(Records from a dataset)

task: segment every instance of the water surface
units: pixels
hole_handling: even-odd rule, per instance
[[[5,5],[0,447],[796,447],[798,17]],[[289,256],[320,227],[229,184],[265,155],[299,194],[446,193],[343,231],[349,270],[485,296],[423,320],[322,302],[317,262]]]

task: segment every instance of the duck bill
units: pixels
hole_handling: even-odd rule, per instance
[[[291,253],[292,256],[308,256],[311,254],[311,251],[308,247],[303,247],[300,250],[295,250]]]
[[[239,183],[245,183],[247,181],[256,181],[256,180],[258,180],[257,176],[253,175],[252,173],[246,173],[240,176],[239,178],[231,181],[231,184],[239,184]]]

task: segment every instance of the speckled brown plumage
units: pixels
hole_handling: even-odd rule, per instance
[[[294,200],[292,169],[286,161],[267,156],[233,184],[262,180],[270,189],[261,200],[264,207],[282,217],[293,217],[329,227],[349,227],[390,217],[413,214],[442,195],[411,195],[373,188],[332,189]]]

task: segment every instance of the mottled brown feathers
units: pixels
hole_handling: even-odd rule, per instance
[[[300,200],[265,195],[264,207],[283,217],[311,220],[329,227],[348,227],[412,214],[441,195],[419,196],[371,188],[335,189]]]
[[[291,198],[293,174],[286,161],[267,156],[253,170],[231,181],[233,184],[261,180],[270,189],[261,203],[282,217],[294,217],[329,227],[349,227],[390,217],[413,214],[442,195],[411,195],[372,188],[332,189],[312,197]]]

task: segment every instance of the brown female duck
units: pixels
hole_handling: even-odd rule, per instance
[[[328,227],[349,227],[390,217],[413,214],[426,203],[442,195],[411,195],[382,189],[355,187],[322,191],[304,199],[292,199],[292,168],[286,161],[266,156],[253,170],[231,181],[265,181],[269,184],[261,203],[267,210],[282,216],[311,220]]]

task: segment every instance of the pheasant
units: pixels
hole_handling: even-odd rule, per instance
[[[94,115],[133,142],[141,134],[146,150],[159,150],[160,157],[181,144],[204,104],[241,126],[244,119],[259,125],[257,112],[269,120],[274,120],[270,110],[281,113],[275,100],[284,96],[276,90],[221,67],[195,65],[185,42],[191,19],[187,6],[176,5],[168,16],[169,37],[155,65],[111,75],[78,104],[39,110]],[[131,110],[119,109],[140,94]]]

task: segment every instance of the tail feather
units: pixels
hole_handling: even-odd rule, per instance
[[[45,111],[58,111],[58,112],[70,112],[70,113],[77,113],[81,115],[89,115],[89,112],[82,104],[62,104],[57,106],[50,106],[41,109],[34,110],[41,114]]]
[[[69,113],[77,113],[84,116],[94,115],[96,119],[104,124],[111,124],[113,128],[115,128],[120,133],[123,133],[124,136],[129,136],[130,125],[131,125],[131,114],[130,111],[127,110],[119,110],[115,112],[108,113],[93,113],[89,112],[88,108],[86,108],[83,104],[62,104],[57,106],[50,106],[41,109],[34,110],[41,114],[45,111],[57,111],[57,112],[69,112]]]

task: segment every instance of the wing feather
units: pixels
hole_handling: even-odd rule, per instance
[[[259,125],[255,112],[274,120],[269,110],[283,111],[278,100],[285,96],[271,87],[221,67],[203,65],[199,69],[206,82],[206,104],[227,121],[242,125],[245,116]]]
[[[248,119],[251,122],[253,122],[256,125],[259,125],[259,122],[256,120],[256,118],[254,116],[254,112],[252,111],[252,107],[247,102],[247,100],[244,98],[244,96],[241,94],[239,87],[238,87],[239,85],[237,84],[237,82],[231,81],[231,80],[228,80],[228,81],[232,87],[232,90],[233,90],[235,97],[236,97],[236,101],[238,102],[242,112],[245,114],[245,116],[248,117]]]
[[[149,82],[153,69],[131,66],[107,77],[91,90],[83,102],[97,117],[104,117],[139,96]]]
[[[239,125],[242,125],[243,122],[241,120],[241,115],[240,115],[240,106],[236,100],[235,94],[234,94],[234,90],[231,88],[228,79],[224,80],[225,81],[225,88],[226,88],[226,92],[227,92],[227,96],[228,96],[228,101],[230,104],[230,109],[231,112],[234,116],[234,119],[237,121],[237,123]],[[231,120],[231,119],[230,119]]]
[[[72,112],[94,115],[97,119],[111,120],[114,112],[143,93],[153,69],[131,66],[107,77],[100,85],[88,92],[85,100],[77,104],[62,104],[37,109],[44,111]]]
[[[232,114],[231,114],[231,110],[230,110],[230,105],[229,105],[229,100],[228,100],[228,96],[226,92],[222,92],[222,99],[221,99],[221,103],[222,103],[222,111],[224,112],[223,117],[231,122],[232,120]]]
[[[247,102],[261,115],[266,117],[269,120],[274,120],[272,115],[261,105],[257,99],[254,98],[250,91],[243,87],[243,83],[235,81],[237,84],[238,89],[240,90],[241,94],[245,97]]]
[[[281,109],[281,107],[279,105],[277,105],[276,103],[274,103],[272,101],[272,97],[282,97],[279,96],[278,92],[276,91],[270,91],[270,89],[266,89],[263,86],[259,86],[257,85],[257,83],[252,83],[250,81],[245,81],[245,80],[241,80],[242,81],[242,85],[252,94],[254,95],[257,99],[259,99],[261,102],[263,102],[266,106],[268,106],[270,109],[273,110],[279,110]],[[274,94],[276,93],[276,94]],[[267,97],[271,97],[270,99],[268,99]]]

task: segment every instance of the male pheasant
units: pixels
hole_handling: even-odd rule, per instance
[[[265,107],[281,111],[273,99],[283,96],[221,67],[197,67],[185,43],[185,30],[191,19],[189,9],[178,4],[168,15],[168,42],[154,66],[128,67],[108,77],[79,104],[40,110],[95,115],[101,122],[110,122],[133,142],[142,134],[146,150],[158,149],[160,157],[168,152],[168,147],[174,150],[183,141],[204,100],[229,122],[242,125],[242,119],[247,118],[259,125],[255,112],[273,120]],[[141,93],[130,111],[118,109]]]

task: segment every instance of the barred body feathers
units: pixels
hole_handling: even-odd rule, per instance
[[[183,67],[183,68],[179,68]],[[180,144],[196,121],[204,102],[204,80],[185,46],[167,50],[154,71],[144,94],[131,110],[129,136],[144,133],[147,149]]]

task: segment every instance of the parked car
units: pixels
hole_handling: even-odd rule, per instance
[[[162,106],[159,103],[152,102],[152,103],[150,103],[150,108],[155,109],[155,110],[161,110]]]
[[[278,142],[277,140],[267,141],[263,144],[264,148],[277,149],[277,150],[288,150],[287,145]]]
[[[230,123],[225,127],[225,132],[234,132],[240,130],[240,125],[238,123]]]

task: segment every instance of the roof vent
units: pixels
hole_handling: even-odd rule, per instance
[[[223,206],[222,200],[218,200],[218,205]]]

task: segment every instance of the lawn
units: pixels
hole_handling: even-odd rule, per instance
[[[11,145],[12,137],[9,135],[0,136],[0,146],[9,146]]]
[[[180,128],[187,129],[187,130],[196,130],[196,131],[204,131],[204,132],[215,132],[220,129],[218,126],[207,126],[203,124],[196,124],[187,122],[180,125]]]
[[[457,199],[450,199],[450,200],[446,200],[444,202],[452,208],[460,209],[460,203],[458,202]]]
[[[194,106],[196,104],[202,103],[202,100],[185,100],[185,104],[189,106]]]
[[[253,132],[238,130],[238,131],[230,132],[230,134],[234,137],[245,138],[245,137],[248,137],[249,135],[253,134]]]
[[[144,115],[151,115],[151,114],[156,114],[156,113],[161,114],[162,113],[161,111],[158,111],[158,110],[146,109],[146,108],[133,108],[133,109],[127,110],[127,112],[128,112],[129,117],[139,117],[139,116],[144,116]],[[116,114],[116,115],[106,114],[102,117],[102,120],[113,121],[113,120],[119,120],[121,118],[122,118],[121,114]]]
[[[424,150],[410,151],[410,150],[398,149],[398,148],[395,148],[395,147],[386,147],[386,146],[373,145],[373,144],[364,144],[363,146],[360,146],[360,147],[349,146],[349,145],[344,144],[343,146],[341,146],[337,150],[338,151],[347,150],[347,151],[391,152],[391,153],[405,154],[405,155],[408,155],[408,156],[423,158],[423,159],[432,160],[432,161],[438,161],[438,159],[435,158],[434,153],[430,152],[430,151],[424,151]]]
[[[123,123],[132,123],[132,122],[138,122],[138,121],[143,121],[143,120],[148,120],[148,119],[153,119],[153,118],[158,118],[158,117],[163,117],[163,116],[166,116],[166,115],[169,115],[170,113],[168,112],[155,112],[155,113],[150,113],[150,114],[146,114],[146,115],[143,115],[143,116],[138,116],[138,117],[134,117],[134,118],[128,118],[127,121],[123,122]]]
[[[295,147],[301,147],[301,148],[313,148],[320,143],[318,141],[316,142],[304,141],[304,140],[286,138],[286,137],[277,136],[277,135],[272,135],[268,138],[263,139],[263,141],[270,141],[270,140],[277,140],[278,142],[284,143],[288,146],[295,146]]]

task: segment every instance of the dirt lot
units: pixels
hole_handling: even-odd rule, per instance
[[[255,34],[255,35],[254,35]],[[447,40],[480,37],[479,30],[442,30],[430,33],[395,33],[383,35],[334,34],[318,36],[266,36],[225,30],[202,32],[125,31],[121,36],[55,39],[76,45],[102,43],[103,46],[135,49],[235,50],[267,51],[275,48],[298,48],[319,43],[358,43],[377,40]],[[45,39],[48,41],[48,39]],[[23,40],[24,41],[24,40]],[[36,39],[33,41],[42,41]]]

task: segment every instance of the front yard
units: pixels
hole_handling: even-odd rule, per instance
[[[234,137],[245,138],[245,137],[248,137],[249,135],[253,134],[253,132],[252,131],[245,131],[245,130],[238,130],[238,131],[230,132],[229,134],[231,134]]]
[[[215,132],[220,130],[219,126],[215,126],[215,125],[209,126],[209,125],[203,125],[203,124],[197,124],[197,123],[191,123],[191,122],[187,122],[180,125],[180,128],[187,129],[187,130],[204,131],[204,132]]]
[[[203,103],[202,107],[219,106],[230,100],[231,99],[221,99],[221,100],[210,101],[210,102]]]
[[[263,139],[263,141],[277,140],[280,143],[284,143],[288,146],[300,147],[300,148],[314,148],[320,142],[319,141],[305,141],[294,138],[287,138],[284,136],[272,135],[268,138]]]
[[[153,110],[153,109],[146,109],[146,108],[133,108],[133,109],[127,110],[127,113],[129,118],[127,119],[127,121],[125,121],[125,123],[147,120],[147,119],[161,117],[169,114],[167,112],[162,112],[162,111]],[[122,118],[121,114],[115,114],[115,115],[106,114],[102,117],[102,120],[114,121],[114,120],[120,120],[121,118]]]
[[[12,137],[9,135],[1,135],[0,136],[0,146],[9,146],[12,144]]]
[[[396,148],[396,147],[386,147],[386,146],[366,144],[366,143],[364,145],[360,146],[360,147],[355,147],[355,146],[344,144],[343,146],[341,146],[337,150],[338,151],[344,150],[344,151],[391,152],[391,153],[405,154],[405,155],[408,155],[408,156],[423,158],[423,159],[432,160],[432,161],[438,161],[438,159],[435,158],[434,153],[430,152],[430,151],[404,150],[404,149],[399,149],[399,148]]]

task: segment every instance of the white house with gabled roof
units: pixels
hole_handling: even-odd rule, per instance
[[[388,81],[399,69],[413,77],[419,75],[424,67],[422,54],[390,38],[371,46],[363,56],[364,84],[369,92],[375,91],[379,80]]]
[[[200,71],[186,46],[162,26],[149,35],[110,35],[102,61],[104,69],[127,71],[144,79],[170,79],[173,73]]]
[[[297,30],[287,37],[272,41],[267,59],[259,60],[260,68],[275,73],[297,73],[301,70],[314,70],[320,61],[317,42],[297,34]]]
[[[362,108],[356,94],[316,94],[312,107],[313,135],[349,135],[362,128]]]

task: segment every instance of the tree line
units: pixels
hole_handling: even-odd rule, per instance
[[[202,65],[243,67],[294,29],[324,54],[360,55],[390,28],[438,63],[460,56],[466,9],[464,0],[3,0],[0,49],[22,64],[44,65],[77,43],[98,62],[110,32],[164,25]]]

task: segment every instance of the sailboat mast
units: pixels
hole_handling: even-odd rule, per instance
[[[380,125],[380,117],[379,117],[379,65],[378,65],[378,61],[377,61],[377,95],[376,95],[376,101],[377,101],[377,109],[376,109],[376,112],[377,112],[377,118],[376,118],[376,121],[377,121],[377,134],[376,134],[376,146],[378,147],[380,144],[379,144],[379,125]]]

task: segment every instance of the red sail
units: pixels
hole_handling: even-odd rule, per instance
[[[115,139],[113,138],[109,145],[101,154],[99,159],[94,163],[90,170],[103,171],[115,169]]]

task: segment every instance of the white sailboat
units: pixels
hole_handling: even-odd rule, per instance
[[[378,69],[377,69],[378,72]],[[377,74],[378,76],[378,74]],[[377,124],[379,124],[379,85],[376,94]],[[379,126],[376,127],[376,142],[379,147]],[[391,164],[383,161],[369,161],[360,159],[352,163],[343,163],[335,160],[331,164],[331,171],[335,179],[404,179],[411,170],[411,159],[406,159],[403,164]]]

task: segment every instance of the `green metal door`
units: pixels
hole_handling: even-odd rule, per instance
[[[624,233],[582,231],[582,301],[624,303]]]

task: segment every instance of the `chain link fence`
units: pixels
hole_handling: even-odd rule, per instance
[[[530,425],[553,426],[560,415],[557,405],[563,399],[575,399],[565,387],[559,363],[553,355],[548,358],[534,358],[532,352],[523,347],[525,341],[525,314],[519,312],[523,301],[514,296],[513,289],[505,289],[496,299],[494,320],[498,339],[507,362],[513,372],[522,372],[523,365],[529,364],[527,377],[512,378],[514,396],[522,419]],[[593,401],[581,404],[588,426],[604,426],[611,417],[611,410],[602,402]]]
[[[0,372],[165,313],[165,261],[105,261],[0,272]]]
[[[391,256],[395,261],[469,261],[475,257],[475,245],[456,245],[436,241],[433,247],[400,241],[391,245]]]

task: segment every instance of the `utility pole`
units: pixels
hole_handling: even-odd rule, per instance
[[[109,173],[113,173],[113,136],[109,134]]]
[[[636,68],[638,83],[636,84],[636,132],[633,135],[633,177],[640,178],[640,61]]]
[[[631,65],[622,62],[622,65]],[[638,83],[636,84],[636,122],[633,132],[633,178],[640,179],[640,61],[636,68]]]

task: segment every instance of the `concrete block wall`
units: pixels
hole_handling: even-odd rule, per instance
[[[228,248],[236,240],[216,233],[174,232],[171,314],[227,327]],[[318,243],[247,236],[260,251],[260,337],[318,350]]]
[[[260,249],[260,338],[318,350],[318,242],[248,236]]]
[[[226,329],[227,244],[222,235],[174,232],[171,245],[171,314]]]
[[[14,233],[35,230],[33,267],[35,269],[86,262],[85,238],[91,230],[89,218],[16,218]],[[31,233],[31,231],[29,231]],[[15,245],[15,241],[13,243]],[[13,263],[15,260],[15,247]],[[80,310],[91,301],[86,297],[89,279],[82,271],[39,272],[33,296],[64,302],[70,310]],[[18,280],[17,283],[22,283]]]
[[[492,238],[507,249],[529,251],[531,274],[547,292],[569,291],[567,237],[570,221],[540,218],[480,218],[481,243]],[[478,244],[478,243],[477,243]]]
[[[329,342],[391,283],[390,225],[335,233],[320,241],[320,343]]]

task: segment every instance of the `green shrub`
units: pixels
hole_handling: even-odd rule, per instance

● **Directions**
Out of the entries, pull every line that mentions "brown".

● **Result of the exercise**
task: segment every instance of the speckled brown plumage
task: segment every instance of the mottled brown feathers
task: segment every instance of the brown female duck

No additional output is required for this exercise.